Please copy the lines below word for word, leaving the pictures out of your answer.

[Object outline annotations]
..............................
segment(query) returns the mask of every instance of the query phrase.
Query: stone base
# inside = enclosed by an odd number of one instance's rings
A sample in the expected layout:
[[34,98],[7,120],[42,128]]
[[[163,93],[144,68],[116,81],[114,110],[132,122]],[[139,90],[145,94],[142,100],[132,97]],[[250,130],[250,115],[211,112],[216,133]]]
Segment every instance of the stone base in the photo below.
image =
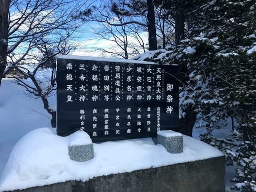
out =
[[157,144],[160,144],[170,153],[180,153],[183,152],[183,136],[173,131],[157,132]]
[[14,192],[224,192],[224,156]]
[[68,146],[68,155],[70,159],[76,161],[86,161],[93,158],[93,144]]

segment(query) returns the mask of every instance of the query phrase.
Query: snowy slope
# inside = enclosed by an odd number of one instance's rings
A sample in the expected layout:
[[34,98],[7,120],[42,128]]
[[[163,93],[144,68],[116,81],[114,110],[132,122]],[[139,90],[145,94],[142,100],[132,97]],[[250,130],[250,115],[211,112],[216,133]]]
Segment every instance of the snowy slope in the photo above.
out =
[[[14,80],[4,80],[0,88],[0,175],[15,144],[28,132],[50,126],[39,99],[29,99]],[[56,100],[51,98],[54,106]],[[37,112],[33,112],[33,110]]]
..............................
- [Task response]:
segment(query) returns the mask of every instance of the query phrase.
Query: stone base
# inside = enclosed by an odd number of one instance's rings
A sample in the expected layout:
[[34,98],[7,120],[42,128]]
[[[163,93],[144,68],[116,81],[114,110],[132,122]],[[139,90],[145,94],[142,100],[132,97]],[[250,130],[250,115],[211,112],[216,133]]]
Segment every instance of the stone base in the photo below.
image =
out =
[[157,144],[160,144],[170,153],[180,153],[183,152],[183,136],[173,131],[157,132]]
[[14,192],[224,192],[224,156]]
[[68,146],[68,155],[70,159],[76,161],[86,161],[93,158],[93,144]]

segment(query) returns the mask of every instance of the query phrase.
Query: snowy slope
# inside = enclosed by an odd number of one instance's rings
A sample in the expected layout:
[[34,98],[7,120],[42,128]]
[[[163,93],[144,68],[116,81],[114,110],[132,122]],[[139,90],[145,94],[142,100],[132,97]],[[250,130],[250,115],[211,112],[216,133]]]
Segment every instance of the snowy slope in the photo above.
out =
[[[14,80],[4,80],[0,88],[0,175],[15,144],[28,132],[50,126],[39,99],[29,99]],[[56,100],[51,98],[54,106]],[[37,112],[33,112],[33,110]]]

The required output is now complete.